[start of TASK DATA]
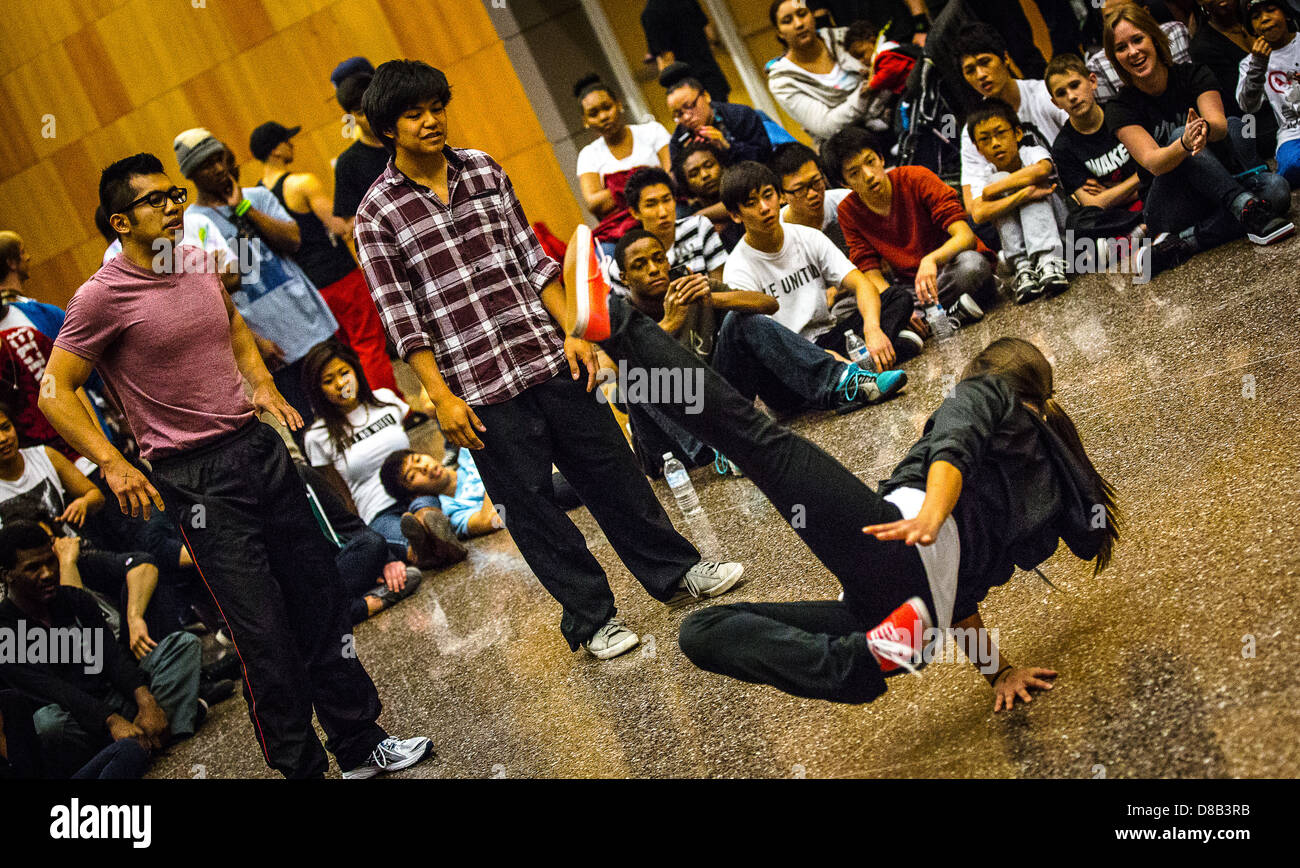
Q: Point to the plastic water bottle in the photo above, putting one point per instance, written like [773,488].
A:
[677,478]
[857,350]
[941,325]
[end of TASK DATA]
[start of TASK DATA]
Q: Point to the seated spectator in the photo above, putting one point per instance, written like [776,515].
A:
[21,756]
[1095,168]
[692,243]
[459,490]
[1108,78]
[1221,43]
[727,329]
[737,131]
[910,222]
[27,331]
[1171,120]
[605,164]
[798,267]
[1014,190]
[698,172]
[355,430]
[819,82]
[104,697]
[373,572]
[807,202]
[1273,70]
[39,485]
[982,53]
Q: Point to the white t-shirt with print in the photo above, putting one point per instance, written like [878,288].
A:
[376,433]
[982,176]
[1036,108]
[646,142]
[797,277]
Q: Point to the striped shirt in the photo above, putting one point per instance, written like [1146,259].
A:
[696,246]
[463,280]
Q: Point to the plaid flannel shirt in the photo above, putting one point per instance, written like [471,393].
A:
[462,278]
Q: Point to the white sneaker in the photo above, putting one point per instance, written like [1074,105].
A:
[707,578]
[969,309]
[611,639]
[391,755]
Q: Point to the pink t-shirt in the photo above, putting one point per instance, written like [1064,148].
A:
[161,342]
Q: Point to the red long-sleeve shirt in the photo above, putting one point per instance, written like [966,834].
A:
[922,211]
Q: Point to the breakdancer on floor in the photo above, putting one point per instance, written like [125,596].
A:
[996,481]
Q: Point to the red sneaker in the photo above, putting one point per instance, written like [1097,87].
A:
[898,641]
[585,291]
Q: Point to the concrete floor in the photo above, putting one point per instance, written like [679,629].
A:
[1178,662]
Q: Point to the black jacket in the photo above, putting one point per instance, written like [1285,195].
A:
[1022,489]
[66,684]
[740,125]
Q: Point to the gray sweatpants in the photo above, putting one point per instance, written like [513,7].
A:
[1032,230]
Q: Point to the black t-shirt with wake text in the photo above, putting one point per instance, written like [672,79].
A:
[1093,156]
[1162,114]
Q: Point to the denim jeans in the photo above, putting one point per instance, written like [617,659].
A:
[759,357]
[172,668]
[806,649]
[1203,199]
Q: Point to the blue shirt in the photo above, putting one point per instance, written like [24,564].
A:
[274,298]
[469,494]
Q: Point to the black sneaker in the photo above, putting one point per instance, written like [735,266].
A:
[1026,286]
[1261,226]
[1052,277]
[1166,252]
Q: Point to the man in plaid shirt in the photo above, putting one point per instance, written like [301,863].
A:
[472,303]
[end of TASK DATA]
• WHAT YOU NEED TO DO:
Count the lines in the rows above that contain the word "plaid". Reply with the number only.

• RESPONSE BELOW:
2